Task statement: In the listing below, could you pull out the lines from the one containing "TARGET: grassy slope" through the end of the listing, copying them verbatim but leaving the pictures out?

Input data:
□ □ □ □ □ □ □

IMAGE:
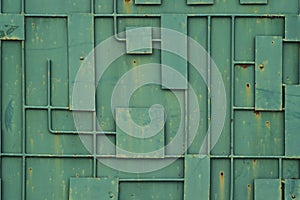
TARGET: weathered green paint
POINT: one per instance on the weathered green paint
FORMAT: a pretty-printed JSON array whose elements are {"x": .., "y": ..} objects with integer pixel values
[
  {"x": 80, "y": 44},
  {"x": 141, "y": 125},
  {"x": 244, "y": 85},
  {"x": 179, "y": 64},
  {"x": 267, "y": 189},
  {"x": 253, "y": 1},
  {"x": 292, "y": 100},
  {"x": 41, "y": 154},
  {"x": 12, "y": 27},
  {"x": 268, "y": 73},
  {"x": 139, "y": 40},
  {"x": 147, "y": 1},
  {"x": 291, "y": 189},
  {"x": 292, "y": 28},
  {"x": 197, "y": 177},
  {"x": 93, "y": 188},
  {"x": 191, "y": 2},
  {"x": 258, "y": 133}
]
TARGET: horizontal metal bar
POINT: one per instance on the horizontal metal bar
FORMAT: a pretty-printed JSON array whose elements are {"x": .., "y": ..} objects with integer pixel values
[
  {"x": 151, "y": 180},
  {"x": 242, "y": 108},
  {"x": 237, "y": 62},
  {"x": 47, "y": 107},
  {"x": 166, "y": 156}
]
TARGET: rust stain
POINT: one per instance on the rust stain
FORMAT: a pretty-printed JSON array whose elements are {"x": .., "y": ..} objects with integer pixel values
[
  {"x": 245, "y": 66},
  {"x": 257, "y": 114},
  {"x": 222, "y": 186}
]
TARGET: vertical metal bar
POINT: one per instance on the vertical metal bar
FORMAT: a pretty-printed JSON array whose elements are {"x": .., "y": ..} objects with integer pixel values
[
  {"x": 23, "y": 125},
  {"x": 49, "y": 93},
  {"x": 92, "y": 6},
  {"x": 0, "y": 106},
  {"x": 231, "y": 109},
  {"x": 23, "y": 6},
  {"x": 208, "y": 82}
]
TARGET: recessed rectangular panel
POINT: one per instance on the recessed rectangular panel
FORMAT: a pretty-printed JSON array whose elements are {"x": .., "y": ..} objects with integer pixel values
[
  {"x": 140, "y": 134},
  {"x": 174, "y": 51},
  {"x": 12, "y": 27},
  {"x": 267, "y": 189},
  {"x": 139, "y": 40},
  {"x": 195, "y": 2},
  {"x": 258, "y": 133},
  {"x": 253, "y": 1},
  {"x": 93, "y": 188},
  {"x": 268, "y": 73},
  {"x": 148, "y": 2},
  {"x": 197, "y": 177},
  {"x": 244, "y": 85},
  {"x": 292, "y": 114},
  {"x": 81, "y": 82},
  {"x": 292, "y": 28},
  {"x": 291, "y": 189}
]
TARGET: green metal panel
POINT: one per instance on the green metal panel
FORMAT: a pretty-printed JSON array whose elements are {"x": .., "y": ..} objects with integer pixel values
[
  {"x": 176, "y": 23},
  {"x": 292, "y": 99},
  {"x": 134, "y": 134},
  {"x": 253, "y": 1},
  {"x": 139, "y": 41},
  {"x": 192, "y": 2},
  {"x": 46, "y": 155},
  {"x": 12, "y": 27},
  {"x": 93, "y": 188},
  {"x": 267, "y": 189},
  {"x": 147, "y": 1},
  {"x": 291, "y": 189},
  {"x": 268, "y": 64},
  {"x": 197, "y": 177}
]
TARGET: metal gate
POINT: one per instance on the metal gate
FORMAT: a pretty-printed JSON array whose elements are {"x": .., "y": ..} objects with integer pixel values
[{"x": 150, "y": 99}]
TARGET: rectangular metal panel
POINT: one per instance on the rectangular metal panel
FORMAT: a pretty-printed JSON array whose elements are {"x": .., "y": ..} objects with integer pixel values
[
  {"x": 292, "y": 28},
  {"x": 173, "y": 60},
  {"x": 139, "y": 136},
  {"x": 191, "y": 2},
  {"x": 93, "y": 188},
  {"x": 253, "y": 1},
  {"x": 268, "y": 73},
  {"x": 292, "y": 126},
  {"x": 81, "y": 36},
  {"x": 267, "y": 189},
  {"x": 139, "y": 40},
  {"x": 291, "y": 189},
  {"x": 12, "y": 27},
  {"x": 197, "y": 177},
  {"x": 148, "y": 2}
]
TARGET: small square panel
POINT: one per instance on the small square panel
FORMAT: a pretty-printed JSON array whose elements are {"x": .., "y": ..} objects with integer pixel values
[
  {"x": 93, "y": 188},
  {"x": 253, "y": 1},
  {"x": 140, "y": 132},
  {"x": 292, "y": 189},
  {"x": 267, "y": 189},
  {"x": 196, "y": 2},
  {"x": 149, "y": 2},
  {"x": 12, "y": 27},
  {"x": 292, "y": 28},
  {"x": 139, "y": 40}
]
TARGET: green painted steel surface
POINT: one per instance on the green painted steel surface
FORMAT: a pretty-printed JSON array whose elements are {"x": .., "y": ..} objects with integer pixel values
[{"x": 254, "y": 45}]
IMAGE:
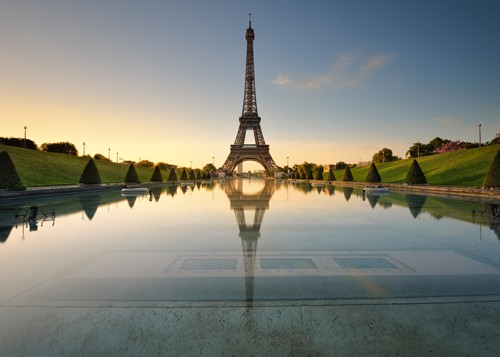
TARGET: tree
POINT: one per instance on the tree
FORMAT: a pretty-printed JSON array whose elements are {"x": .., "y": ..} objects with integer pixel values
[
  {"x": 492, "y": 179},
  {"x": 331, "y": 175},
  {"x": 157, "y": 176},
  {"x": 165, "y": 166},
  {"x": 90, "y": 174},
  {"x": 415, "y": 175},
  {"x": 19, "y": 142},
  {"x": 183, "y": 174},
  {"x": 340, "y": 165},
  {"x": 9, "y": 179},
  {"x": 373, "y": 175},
  {"x": 146, "y": 163},
  {"x": 319, "y": 173},
  {"x": 209, "y": 168},
  {"x": 131, "y": 176},
  {"x": 347, "y": 175},
  {"x": 384, "y": 155},
  {"x": 450, "y": 146},
  {"x": 418, "y": 149},
  {"x": 172, "y": 176},
  {"x": 61, "y": 148},
  {"x": 101, "y": 157}
]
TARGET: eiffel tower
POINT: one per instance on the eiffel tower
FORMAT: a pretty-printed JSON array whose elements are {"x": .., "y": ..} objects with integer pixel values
[
  {"x": 249, "y": 230},
  {"x": 249, "y": 120}
]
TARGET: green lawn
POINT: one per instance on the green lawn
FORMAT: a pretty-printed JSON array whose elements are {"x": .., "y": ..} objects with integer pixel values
[
  {"x": 40, "y": 168},
  {"x": 459, "y": 168}
]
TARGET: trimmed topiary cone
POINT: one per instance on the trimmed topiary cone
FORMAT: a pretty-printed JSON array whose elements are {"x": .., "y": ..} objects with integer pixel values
[
  {"x": 157, "y": 176},
  {"x": 347, "y": 175},
  {"x": 90, "y": 174},
  {"x": 131, "y": 176},
  {"x": 9, "y": 178},
  {"x": 415, "y": 175},
  {"x": 373, "y": 175},
  {"x": 172, "y": 176},
  {"x": 492, "y": 179}
]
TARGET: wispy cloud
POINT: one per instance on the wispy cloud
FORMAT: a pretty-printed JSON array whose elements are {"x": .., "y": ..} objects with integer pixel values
[
  {"x": 347, "y": 71},
  {"x": 282, "y": 80},
  {"x": 448, "y": 121}
]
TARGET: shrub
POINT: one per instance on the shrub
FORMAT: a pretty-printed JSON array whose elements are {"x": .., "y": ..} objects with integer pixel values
[
  {"x": 415, "y": 174},
  {"x": 347, "y": 175},
  {"x": 131, "y": 176},
  {"x": 90, "y": 174},
  {"x": 373, "y": 175},
  {"x": 492, "y": 178},
  {"x": 172, "y": 176},
  {"x": 157, "y": 176},
  {"x": 9, "y": 178}
]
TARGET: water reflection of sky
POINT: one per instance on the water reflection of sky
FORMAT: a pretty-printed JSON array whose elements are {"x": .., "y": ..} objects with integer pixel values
[{"x": 204, "y": 242}]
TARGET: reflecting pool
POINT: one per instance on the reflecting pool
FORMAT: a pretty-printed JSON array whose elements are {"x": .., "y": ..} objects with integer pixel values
[
  {"x": 240, "y": 268},
  {"x": 245, "y": 242}
]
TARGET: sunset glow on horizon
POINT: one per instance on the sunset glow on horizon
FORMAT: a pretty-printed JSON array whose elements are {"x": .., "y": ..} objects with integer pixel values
[{"x": 164, "y": 81}]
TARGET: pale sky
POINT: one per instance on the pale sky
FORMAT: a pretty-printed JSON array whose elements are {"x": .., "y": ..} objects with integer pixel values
[{"x": 164, "y": 80}]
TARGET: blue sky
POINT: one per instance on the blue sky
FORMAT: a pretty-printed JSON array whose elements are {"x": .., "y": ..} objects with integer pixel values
[{"x": 163, "y": 80}]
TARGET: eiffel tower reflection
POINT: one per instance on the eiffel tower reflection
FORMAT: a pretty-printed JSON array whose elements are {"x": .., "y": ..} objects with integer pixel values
[{"x": 249, "y": 233}]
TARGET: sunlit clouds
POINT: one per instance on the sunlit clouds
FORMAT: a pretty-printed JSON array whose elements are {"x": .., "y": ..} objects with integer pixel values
[
  {"x": 448, "y": 121},
  {"x": 347, "y": 71}
]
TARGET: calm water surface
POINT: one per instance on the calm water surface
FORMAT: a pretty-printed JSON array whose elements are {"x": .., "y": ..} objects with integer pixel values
[{"x": 245, "y": 241}]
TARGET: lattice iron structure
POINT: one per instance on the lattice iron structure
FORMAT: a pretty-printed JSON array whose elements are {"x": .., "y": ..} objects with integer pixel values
[{"x": 249, "y": 120}]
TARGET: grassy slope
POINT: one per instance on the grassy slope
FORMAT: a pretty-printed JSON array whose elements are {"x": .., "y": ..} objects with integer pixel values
[
  {"x": 39, "y": 168},
  {"x": 463, "y": 168}
]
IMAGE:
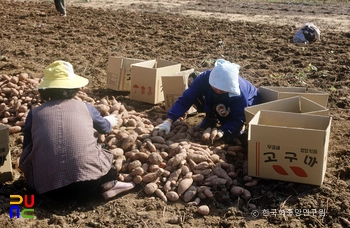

□ □ □ □ □ □ □

Correct output:
TARGET: grassy slope
POINT: one per instance on the grassy slope
FORMAT: a pretty-printed JSON array whose elements are {"x": .., "y": ..} objects with integer pixel values
[
  {"x": 39, "y": 168},
  {"x": 463, "y": 168}
]
IMAGE:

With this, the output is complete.